TASK BRIEF: Rewrite the material below, changing each occurrence of "Record one point per instance" to "Mark one point for each instance" and leaving everything else unchanged.

RECORDS:
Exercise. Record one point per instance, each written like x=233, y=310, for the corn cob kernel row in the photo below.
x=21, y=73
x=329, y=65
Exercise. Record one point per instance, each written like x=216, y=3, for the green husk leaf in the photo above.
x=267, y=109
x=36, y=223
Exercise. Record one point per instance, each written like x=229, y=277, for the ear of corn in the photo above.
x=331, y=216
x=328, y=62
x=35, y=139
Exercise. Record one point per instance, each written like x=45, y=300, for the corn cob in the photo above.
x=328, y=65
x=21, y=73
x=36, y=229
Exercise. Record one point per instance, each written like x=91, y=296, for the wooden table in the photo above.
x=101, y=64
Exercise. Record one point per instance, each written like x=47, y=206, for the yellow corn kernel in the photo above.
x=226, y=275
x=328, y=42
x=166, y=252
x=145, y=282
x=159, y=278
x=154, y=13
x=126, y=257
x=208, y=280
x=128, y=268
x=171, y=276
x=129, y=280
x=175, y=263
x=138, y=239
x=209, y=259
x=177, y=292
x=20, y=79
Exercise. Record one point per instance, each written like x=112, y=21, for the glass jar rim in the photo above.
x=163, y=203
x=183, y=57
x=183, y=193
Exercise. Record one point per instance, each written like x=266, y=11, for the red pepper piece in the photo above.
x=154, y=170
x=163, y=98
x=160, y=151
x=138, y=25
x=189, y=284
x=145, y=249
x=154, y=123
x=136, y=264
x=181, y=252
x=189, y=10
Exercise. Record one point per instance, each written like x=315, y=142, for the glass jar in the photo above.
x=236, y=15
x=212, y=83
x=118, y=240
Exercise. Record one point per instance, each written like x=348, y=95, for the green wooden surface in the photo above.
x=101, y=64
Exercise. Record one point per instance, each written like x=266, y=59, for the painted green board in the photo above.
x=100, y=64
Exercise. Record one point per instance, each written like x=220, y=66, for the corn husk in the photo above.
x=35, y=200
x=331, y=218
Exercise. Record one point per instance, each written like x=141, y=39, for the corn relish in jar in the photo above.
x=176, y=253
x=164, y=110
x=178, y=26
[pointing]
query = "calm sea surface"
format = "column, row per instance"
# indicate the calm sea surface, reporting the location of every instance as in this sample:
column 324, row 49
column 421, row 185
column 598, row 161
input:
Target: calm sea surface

REPLY TO THE EXERCISE:
Exercise. Mark one point for each instance, each written like x=233, y=310, for the corn cob kernel row in the photo below.
x=21, y=73
x=329, y=65
Exercise. Mark one point for each instance, each written like x=216, y=3, for the green husk leaf in the photo above.
x=267, y=109
x=36, y=223
Exercise. Mark one point for each instance, each written like x=229, y=277, for the ear of corn in the photo above.
x=331, y=216
x=328, y=62
x=35, y=139
Exercise. Mark one point for each instance, each written like x=45, y=300, for the corn cob in the photo above.
x=328, y=65
x=21, y=73
x=36, y=229
Exercise. Mark one point for each instance, each written like x=91, y=296, for the wooden table in the photo above.
x=101, y=64
Exercise. Mark one point for each instance, each written like x=47, y=206, for the yellow corn kernel in the photo above.
x=226, y=275
x=328, y=42
x=166, y=252
x=145, y=282
x=159, y=278
x=154, y=13
x=126, y=257
x=208, y=280
x=128, y=268
x=171, y=276
x=129, y=280
x=175, y=263
x=138, y=239
x=209, y=259
x=177, y=292
x=20, y=79
Exercise. Mark one point for each instance, each written like x=112, y=21, for the glass jar rim in the photo above.
x=163, y=203
x=183, y=57
x=183, y=193
Exercise. Mark one point for each instance, each written like x=266, y=11, for the red pepper piece in the photo above.
x=154, y=170
x=163, y=98
x=160, y=151
x=138, y=25
x=189, y=284
x=145, y=249
x=154, y=123
x=136, y=264
x=181, y=252
x=189, y=10
Exercise. Mark one point for each instance, each written like x=315, y=142, for the glass jar in the photo above.
x=236, y=15
x=212, y=83
x=118, y=240
Exercise. Mark one point for each instance, each written like x=348, y=95, for the green wooden surface in the photo above.
x=101, y=64
Exercise. Mark one point for each instance, each written like x=266, y=59, for the painted green board in the photo above.
x=100, y=64
Exercise. Mark one point for each instance, each written like x=220, y=66, for the corn husk in the photo above.
x=35, y=200
x=331, y=218
Exercise. Mark one point for each instance, each written like x=141, y=39, for the corn relish in jar in the photo above.
x=176, y=253
x=164, y=110
x=178, y=26
[pointing]
query = "calm sea surface"
format = "column, row per instance"
# indicate the calm sea surface, reporting the location of every instance as in this sample:
column 324, row 49
column 421, row 185
column 598, row 161
input:
Target: calm sea surface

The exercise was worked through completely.